[Saved entries]

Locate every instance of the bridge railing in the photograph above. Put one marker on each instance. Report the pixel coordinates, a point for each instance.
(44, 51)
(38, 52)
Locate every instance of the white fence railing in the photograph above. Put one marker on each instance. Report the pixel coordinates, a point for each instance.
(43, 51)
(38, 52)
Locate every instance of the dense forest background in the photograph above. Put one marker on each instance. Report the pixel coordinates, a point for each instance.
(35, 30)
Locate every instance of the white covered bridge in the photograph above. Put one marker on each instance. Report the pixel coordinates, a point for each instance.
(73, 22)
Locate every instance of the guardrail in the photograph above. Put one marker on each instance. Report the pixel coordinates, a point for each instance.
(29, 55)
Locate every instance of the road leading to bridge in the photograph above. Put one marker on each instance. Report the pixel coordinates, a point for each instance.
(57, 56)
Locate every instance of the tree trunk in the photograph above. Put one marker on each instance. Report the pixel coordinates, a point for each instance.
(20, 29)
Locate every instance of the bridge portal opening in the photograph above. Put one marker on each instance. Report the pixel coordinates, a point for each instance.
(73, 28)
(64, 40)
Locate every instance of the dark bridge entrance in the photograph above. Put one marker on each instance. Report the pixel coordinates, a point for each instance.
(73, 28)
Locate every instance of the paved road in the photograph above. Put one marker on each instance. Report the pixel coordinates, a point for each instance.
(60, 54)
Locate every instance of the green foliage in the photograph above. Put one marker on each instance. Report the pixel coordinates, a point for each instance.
...
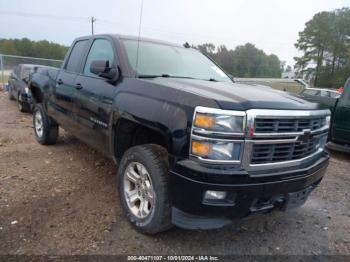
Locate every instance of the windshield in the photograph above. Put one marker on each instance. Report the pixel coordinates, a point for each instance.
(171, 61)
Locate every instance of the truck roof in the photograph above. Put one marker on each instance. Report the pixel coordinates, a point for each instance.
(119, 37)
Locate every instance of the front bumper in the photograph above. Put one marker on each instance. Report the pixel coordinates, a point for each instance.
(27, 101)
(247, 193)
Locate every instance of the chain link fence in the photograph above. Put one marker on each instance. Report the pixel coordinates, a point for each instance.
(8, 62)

WORK TO BE COMPLETED:
From the data above, reproduce word for word the lines running from the line with "Locate every instance of the bridge portal" to the line with "Locate every instance of the green", ends included.

RESULT OF THIS EXERCISE:
Locate every instance of the bridge portal opening in the photograph above. Put one marker on each instance. Report the pixel coordinates, a point for each instance.
(73, 28)
(64, 40)
Locate every instance of the dark bridge entrance in the photograph above. Put one marker on each instance. Report the pixel coordinates, a point for each instance.
(73, 28)
Locate every instance of the paved road in the photograph above. Put one marker on each instance. Report the pixel coordinates, a point for each instance.
(60, 54)
Locate every instance of the green foliage in the photograph above. Put one marker on each instance. Report the pixel coordinates, a point for each instance.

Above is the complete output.